Passage:
* Start *

This Coffee Maker Wasn’t Error Proofed, So I Got a Lousy Cup of Coffee


img_4939When I was on vacation, my wife and I rented an apartment in Beaune, France instead of getting a hotel room. At left is a picture from the center of town.

It was nice to be able to wash clothes part way through the 12-day trip. That allowed for a smaller batch suitcase, which allowed us to carry on our bags. We've learned the hard way that checked bags can get lost on an international connection, especially when you are switching between “partner airlines.” These are partners that blame each other when something goes wrong, I also learned. We had bags go missing for four days once. So, we've eliminated that risk by vowing to never check a bag unless we're on the way home.

The apartment listing said there was a washing machine. We knew it would be a small, European size, but we could make it work. I asked the owner of the apartment if they also had a dryer. She said yes. I should have asked a more specific question, such as, “Do you have an electric, heated dryer?” Their definition of a dryer was a drying rack. Oops. But, we made it work.

* End *

Problem to work on:
According to the coffee maker post, what did the apartment owner mean by a dryer?

Supplied material:
* Start *

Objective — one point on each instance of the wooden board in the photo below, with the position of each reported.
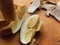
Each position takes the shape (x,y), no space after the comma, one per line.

* End *

Result for this exercise:
A drying rack.